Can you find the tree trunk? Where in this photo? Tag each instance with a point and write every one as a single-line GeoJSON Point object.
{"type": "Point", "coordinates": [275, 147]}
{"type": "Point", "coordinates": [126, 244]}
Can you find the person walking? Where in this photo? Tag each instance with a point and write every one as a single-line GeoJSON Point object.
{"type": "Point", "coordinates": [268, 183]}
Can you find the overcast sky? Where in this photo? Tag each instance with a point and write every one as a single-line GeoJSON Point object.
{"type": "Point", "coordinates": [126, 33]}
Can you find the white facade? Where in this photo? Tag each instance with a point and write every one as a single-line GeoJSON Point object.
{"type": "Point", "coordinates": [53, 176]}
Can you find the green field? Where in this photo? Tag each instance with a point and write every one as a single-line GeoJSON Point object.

YOUR OBJECTIVE> Please output each line of the listing above as a JSON list of strings, one string per line, skipping any blank lines.

RESULT OF THIS TASK>
[
  "Can you find the tree trunk? Where in this photo? Tag each instance with a point and write every one as a single-line GeoJSON Point object.",
  "{\"type\": \"Point\", \"coordinates\": [275, 147]}",
  "{\"type\": \"Point\", \"coordinates\": [126, 244]}",
  "Can you find the person walking? Where in this photo? Tag each instance with a point and write every one as a single-line GeoJSON Point object.",
  "{\"type\": \"Point\", \"coordinates\": [268, 183]}",
  "Can you find the overcast sky? Where in this photo? Tag each instance with a point and write every one as a single-line GeoJSON Point object.",
  "{\"type\": \"Point\", \"coordinates\": [126, 33]}",
  "Can you find the white facade? Where in this photo? Tag each instance with a point and write every one as a single-line GeoJSON Point object.",
  "{\"type\": \"Point\", \"coordinates\": [53, 176]}",
  "Can you find the green field? Where in this photo? Tag each instance with a point and write every one as a single-line GeoJSON Point object."
]